Copy the records below exactly as they are written.

-- start --

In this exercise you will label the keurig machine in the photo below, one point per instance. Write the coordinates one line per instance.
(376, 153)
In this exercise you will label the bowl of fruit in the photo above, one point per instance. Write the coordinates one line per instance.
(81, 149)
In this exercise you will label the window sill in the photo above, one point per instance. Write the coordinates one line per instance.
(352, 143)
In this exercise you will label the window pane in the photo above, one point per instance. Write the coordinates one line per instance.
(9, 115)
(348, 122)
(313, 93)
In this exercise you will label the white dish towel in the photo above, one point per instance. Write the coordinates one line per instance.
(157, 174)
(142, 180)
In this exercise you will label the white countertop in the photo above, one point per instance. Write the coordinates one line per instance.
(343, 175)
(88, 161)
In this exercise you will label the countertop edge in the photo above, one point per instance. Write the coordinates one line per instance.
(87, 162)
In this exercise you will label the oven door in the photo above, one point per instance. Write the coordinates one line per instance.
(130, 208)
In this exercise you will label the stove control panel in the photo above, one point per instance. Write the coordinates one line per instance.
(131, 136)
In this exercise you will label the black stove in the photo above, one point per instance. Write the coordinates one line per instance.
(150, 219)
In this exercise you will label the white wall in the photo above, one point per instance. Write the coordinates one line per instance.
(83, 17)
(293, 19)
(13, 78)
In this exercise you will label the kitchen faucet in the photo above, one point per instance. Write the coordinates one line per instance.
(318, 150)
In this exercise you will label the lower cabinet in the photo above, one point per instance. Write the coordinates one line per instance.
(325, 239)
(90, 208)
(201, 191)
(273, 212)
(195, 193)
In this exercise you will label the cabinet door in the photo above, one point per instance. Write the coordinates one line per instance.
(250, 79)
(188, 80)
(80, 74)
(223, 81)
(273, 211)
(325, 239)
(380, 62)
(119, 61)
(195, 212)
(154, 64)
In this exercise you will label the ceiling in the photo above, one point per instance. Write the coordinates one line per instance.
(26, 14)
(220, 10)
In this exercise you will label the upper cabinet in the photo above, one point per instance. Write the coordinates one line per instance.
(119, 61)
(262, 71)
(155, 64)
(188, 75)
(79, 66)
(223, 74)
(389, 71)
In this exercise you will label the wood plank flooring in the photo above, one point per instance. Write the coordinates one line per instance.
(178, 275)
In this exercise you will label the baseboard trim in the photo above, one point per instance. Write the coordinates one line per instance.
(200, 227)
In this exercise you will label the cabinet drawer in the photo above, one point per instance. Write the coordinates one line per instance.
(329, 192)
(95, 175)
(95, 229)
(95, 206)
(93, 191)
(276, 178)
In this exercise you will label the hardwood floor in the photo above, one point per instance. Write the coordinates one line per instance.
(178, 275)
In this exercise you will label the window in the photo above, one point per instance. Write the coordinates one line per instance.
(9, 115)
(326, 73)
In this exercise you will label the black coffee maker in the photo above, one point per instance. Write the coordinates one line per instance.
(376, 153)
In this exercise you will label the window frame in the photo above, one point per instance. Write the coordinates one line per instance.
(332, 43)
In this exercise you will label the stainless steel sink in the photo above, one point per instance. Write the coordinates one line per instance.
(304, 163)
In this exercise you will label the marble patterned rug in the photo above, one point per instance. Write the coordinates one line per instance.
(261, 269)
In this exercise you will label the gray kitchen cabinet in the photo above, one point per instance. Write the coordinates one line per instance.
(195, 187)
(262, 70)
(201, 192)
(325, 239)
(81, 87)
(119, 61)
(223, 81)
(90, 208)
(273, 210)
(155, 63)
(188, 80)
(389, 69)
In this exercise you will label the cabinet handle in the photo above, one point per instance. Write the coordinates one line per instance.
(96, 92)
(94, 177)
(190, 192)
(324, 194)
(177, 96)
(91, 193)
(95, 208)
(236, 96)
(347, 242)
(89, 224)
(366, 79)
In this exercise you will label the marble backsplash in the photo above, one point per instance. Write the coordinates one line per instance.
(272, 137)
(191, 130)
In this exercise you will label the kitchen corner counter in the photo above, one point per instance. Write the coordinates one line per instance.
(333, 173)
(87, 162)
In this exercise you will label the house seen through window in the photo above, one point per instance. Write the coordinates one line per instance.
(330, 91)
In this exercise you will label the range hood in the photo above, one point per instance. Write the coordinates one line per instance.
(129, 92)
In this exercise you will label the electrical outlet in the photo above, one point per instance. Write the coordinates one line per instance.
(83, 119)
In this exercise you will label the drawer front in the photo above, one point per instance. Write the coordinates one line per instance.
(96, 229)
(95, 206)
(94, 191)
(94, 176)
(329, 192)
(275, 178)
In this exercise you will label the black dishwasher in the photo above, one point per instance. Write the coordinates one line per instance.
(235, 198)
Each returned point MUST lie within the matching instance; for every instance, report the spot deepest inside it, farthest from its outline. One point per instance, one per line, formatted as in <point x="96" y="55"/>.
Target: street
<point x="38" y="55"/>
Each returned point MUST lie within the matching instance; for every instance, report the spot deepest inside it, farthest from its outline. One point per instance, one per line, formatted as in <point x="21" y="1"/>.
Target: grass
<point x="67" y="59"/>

-- end --

▶ [Exercise response]
In this exercise you will label the keurig machine in the photo below, one point per instance. Write the coordinates one line per instance.
(376, 153)
In this exercise you will label the bowl of fruit in the photo above, one point per instance. Write the coordinates one line per instance.
(81, 149)
In this exercise you will label the window sill in the photo above, one point per instance. Write the coordinates one line per instance.
(352, 143)
In this exercise you will label the window pane in the photo above, one point per instance. Write the coordinates one line per instance.
(9, 115)
(348, 122)
(313, 93)
In this exercise you will label the white dish towel in the photo above, one point per instance. Write the coordinates one line per instance.
(157, 174)
(142, 180)
In this exercise you will label the white countertop in the photo above, one point per instance. Write the coordinates one line per instance.
(343, 175)
(88, 161)
In this exercise you will label the countertop edge in the photo above, one point per instance. Write the coordinates one line per instance.
(87, 162)
In this exercise you will label the oven door in the photo above, one point per instance. Write the coordinates one line per instance.
(130, 208)
In this exercise you will label the stove control panel in the photo above, one point per instance. Write the coordinates one line per instance.
(131, 136)
In this exercise you will label the black stove in the photo above, one point per instance. Write the coordinates one line per instance.
(150, 219)
In this exercise you will label the white wall in the photo above, one point per instance. Write the coordinates one line per instance.
(83, 17)
(293, 19)
(13, 78)
In this exercise you will label the kitchen faucet in the photo above, one point per instance. Write the coordinates one line per instance.
(318, 150)
In this exercise you will label the lower cabinet in the photo above, one point per instance. Write the coordinates one line per instance.
(325, 239)
(90, 208)
(201, 191)
(273, 212)
(195, 193)
In this exercise you will label the cabinet door in the photo above, one point per instance. Write the coordinates one line per instance.
(250, 79)
(188, 80)
(80, 74)
(223, 81)
(273, 211)
(325, 239)
(380, 62)
(119, 61)
(195, 212)
(154, 64)
In this exercise you will label the ceiling in the photo above, one point per instance. Write the coordinates one line per instance.
(26, 14)
(220, 10)
In this exercise you will label the upper cabinet in the photo above, one point per instance. Write the coordinates one line per instance.
(119, 61)
(262, 71)
(155, 64)
(188, 75)
(79, 66)
(223, 74)
(389, 71)
In this exercise you will label the wood plank flooring in the photo above, one point per instance. Write the coordinates one line per instance.
(178, 275)
In this exercise you will label the baseboard trim in the photo above, one point per instance. Write the coordinates one line per instance.
(200, 227)
In this exercise you will label the cabinet drawer in the photo above, one point per instance. Write the coordinates one line per instance.
(329, 192)
(95, 175)
(95, 229)
(95, 206)
(93, 191)
(276, 178)
In this exercise you will label the hardwood floor in the photo above, one point per instance. Write the coordinates one line per instance.
(178, 275)
In this exercise you will label the window in the photo above, one point per instance. Write the coordinates one line per instance.
(9, 115)
(326, 73)
In this exercise you will label the black coffee maker in the photo above, one point per instance. Write the coordinates one line per instance.
(376, 153)
In this exercise you will label the window frame in the photo above, one point per instance. Write the coordinates one line per instance.
(332, 43)
In this exercise you will label the stainless steel sink in the photo above, one point per instance. Write the coordinates one line per instance.
(304, 163)
In this exercise you will label the marble patterned rug in the photo above, one point per instance. Write the coordinates one line per instance.
(261, 269)
In this exercise you will label the gray kitchen cabinet in the photo above, one point per instance. Write the coordinates one line per instance.
(195, 187)
(262, 70)
(201, 192)
(325, 239)
(81, 87)
(119, 61)
(223, 81)
(90, 208)
(273, 210)
(155, 63)
(188, 80)
(389, 69)
In this exercise you will label the cabinet handle in the photo above, one point per instance. Write the coordinates one line per instance.
(96, 92)
(94, 177)
(190, 192)
(324, 194)
(177, 96)
(91, 193)
(95, 208)
(236, 96)
(347, 242)
(89, 224)
(366, 79)
In this exercise you will label the marble backsplash in the photo above, one point per instance. Write the coordinates one line per instance.
(272, 137)
(191, 130)
In this exercise you will label the kitchen corner counter in the photo above, one point per instance. Write the coordinates one line per instance.
(333, 173)
(87, 162)
In this exercise you will label the house seen through window in the photo above, one point per instance. Write the coordinates one line per instance.
(330, 91)
In this exercise you will label the range hood in the photo above, one point per instance. Write the coordinates one line per instance.
(129, 92)
In this exercise you will label the electrical outlet in the photo above, one point per instance. Write the coordinates one line per instance.
(83, 119)
In this exercise you will label the drawer front in the photo above, one point per instance. Write the coordinates one line per instance.
(96, 229)
(95, 206)
(94, 191)
(94, 176)
(329, 192)
(275, 178)
In this exercise you will label the black dishwasher in the photo above, one point per instance. Write the coordinates one line per instance.
(235, 198)
Each returned point MUST lie within the matching instance; for every instance, report the spot deepest inside it, farthest from its outline. One point per instance, one per line, formatted as in <point x="96" y="55"/>.
Target: street
<point x="38" y="55"/>
Each returned point MUST lie within the matching instance; for every instance, report the spot deepest inside it, farthest from its outline. One point per instance, one per line, formatted as in <point x="21" y="1"/>.
Target: grass
<point x="67" y="59"/>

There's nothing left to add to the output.